> [THE TASK]
Format everything from the start of the records down to the line that contains "[667,336,812,499]" as a Markdown table. Use the columns Number and Record line, with one row per nonblank line.
★ ★ ★ ★ ★
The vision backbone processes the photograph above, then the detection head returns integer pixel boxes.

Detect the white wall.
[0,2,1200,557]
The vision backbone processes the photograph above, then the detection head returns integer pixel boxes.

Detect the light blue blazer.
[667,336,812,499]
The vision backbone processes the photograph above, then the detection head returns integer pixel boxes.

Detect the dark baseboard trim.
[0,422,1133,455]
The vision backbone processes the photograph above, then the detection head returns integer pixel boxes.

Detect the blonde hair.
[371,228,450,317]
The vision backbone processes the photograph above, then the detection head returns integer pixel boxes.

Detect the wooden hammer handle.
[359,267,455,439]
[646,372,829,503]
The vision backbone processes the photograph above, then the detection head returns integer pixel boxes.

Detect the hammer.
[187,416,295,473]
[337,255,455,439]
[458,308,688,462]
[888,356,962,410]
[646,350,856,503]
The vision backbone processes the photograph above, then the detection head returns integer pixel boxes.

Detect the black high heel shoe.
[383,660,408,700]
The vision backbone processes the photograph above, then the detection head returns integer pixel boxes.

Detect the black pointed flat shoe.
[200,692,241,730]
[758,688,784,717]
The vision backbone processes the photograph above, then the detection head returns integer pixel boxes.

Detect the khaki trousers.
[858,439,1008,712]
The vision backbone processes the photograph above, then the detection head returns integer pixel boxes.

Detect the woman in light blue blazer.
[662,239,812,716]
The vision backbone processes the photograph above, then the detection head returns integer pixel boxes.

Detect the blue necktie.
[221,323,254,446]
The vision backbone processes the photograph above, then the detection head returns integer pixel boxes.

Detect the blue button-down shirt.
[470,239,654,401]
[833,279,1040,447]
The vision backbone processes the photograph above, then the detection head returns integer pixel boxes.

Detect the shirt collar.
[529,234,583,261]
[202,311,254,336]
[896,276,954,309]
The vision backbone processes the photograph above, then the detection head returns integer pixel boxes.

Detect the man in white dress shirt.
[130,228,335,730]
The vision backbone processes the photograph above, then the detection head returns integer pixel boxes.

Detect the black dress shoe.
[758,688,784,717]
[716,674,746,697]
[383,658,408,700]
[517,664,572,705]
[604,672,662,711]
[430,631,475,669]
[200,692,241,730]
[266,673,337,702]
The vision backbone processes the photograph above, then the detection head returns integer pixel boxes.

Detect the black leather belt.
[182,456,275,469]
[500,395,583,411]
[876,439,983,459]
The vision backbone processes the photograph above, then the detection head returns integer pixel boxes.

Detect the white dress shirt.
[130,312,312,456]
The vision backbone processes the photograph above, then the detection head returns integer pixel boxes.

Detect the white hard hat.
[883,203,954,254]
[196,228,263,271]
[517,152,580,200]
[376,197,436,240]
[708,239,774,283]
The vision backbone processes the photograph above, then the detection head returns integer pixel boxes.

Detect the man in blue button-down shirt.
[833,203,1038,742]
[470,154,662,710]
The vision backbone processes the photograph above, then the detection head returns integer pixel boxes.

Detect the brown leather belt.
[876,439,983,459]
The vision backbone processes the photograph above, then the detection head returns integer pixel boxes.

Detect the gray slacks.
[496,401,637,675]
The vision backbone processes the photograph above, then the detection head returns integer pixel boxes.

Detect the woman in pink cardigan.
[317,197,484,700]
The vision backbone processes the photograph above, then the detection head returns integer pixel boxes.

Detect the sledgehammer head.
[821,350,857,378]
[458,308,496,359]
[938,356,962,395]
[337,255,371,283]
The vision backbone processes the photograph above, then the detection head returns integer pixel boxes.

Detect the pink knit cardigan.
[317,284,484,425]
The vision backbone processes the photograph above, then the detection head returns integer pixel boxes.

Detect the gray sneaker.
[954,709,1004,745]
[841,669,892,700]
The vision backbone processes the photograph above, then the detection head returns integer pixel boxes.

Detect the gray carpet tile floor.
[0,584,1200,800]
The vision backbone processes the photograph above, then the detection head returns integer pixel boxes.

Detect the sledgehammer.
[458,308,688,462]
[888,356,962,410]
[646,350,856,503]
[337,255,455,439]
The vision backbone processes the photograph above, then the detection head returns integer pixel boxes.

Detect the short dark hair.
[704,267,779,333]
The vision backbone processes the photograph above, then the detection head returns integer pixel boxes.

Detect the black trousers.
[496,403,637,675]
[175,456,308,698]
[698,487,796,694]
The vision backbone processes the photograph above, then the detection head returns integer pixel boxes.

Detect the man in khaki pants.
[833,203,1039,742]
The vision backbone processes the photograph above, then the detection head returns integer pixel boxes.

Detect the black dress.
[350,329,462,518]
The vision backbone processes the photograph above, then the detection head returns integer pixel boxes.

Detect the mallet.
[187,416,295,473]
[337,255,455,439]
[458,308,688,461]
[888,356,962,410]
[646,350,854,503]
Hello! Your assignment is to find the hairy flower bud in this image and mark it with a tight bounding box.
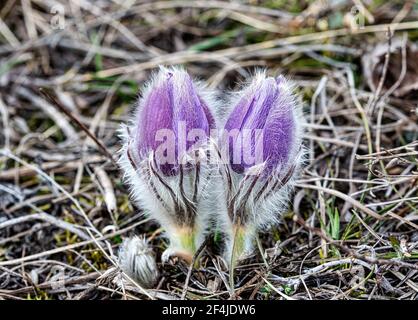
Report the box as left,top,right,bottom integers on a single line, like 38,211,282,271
120,68,215,262
119,236,159,288
220,73,303,267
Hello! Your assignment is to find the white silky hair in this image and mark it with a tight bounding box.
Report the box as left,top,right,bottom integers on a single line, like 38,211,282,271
118,236,159,288
119,67,218,258
218,70,305,261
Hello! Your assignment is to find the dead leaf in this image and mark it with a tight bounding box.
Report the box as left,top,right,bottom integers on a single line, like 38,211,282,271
362,38,418,97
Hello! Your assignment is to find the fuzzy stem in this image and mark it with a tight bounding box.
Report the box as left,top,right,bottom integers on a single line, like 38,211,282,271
229,224,252,290
172,226,197,264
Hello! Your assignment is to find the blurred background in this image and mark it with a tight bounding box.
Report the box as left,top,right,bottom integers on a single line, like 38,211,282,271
0,0,418,299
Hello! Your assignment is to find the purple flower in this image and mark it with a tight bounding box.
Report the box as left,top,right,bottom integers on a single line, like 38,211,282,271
119,67,215,263
225,75,298,174
135,68,215,176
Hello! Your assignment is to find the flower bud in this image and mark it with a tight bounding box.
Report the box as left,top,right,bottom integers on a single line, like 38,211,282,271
221,73,303,268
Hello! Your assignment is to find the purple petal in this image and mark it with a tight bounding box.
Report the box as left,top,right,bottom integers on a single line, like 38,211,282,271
225,77,295,173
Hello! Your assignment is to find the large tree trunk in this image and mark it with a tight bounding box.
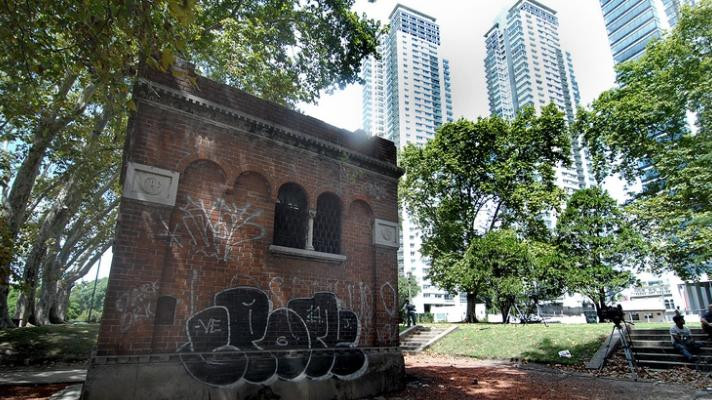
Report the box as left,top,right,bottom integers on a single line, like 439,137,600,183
35,243,62,325
594,288,606,322
499,298,512,324
0,284,15,328
465,293,477,323
15,242,47,326
0,73,86,329
49,282,72,324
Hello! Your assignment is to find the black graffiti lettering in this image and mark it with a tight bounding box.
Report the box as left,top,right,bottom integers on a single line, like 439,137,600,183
178,286,368,386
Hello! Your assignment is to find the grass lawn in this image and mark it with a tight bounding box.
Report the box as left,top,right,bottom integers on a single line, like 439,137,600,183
422,323,699,364
0,324,99,366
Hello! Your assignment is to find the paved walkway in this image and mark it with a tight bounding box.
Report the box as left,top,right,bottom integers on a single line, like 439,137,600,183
0,369,87,386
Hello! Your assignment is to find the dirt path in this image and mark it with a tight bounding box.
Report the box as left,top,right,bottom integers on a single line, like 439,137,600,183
388,355,712,400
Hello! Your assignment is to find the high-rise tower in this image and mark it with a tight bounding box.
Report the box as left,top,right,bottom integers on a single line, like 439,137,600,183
485,0,594,206
363,4,464,320
599,0,696,64
599,0,697,189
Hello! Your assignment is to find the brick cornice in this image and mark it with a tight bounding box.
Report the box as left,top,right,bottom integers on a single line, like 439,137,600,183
134,78,403,179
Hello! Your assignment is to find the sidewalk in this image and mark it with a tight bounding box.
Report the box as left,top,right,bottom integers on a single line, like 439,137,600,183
0,369,87,386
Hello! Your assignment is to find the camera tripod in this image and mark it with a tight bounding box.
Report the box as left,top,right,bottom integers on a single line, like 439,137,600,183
599,321,638,381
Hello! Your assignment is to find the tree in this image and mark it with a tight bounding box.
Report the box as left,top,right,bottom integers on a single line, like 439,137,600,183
577,0,712,279
0,0,381,328
67,278,109,322
556,187,646,322
398,274,420,307
400,105,571,322
456,229,564,323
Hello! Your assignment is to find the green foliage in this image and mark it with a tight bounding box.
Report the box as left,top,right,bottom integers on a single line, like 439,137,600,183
556,187,647,316
417,313,435,324
0,324,99,368
0,0,382,328
430,324,611,364
577,0,712,278
67,278,109,322
456,229,564,321
398,275,420,307
400,105,571,313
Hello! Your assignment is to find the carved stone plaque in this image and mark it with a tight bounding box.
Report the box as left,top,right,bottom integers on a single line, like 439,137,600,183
124,162,180,206
373,219,399,249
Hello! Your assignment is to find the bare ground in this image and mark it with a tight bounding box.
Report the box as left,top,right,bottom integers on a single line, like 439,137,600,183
387,354,712,400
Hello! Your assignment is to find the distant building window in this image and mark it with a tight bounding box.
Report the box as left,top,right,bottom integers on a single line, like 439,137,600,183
273,183,307,249
314,193,341,254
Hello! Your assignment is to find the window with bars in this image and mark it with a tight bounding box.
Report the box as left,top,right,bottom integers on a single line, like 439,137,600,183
273,183,307,249
313,193,341,254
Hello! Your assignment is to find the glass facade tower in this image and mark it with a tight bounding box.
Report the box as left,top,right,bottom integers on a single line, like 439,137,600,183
599,0,696,64
362,5,466,321
485,0,594,206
★ ★ ★ ★ ★
> [EXPECTED ANSWER]
| Number | Record line |
|---|---|
| 1 | The vision backbone processes the photograph above, then the detection head returns integer pixel boxes. |
| 2 | Detect the white wall. |
| 3 | [0,2,1200,557] |
| 4 | The vision backbone processes the photograph above, then the detection head returns integer pixel boxes. |
| 5 | Detect the light blue blazer. |
| 6 | [667,336,812,499] |